Stated problem
Please edit the stretch of the material from the line containing "Examine the provided image for any healthcare" through the end, changing "car seat" to "vehicle seat" and keeping everything else unchanged. Return only those lines.

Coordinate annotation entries
•••

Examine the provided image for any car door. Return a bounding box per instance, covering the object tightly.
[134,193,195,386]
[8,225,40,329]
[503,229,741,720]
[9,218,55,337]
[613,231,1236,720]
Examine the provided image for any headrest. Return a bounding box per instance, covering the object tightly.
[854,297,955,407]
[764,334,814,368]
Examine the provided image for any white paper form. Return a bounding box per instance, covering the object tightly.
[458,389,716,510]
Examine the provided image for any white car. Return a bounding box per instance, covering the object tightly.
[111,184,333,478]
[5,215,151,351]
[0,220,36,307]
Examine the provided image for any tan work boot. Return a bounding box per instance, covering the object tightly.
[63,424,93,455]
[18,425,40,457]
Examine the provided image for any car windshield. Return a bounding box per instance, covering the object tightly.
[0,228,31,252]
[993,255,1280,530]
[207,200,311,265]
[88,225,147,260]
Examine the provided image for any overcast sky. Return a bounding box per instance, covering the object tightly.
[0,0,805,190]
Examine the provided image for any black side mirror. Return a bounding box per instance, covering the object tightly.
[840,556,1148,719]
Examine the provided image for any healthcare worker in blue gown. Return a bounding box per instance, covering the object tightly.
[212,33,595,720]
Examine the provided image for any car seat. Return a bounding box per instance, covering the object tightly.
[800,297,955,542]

•••

Problem solution
Examine the provided image for any healthcare worker in blue gown. Return a bounding box per instance, covering the object tightly.
[212,33,595,720]
Examine the provided image for any vehicle seat. Return a bounding box per instance, covering the object tightly.
[800,297,955,542]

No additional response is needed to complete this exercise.